For an underride scenario, one strategic option is to stabilize the truck’s trailer and extricate the trapped patients from the vehicle by opening the side of the vehicle or by completing a trunk tunneling task. Another option is to lift the truck’s trailer off of the vehicle beneath it. Yet another strategic decision that could be made is to pull the vehicle out from underneath the larger vehicle and then extricate the occupants at that point. You have to make those strategic decisions at the scene.
Regardless of which rescue strategy is used, a common tactical consideration should be to gain control of the suspension systems of both vehicles. To capture the suspension, rescuers use equipment to secure the shock absorbers, coil springs, leaf springs, axles or even air suspension systems in the condition found.
Think about it. If a car rammed under a truck, its front suspension system is compressed because it’s jammed underneath the trailer. In the same vane, if the trailer was not fully loaded, the trailer may be lifted upward slightly expanding its rear suspension system. You want it to remain that way and capturing the suspension is what makes that possible.
For the car, you use equipment such as ratchet straps or chains to secure the front suspension in the compressed position. Strapping is typically run from one front wheel across to the other front wheel. This is the difficult part and one that needs to be practiced during training. Ideally, you run from one wheel, across the hood, and hook to the other wheel but the problem may be that the hood is not accessible. You have to work on this scenario to come up with options that will work for you.
To capture the rear suspension of the trailer, you are either binding the suspension up and tight to the truck or you are trying to maintain the distance between the trailer flooring and the axle. Rescuers pack cribbing in the space between the axle and the underside of the trailer floor to accomplish that.

Problem statement: Pick up the passage on freeing people from a car wedged under a truck trailer and carry it on past its final sentence.

Exercise data:
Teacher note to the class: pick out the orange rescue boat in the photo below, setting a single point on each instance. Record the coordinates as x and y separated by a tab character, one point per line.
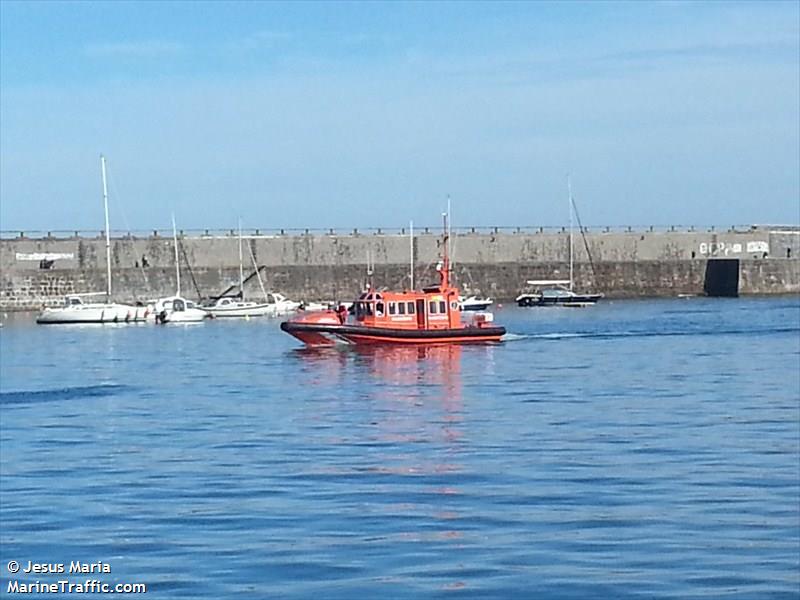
428	316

Task result:
Weighing your options
Therefore, with both suspensions taken care of, you have several tactical choices. You can use lifting equipment to lift the trailer off the car or you can bring in a heavy wrecker to lift the trailer. Since you captured that rear suspension, it will come right along with the trailer. Since you packed cribbing between the rear axle and the underside of the trailer, you also have the option of lifting the large vehicle by working beneath its rear axle. Now, every inch of lift with the tools will result in lift of the truck. You won’t waste effort lifting the axle only to find that it’s just compressing the suspension and that the truck is not going up at all.
Since you captured the suspension of the car, as you lift the truck, the car will also stay low which gives you more clearance sooner in the lifting task. Without capturing, the car’s suspension would rise up and you would not gain any clearance during the initial part of the lift.
Rescue teams are encouraged to stage an underride scenario and practice techniques for capturing the suspension of the larger vehicle and the vehicle placed under it. Practicing now can make a big difference at an actual scene.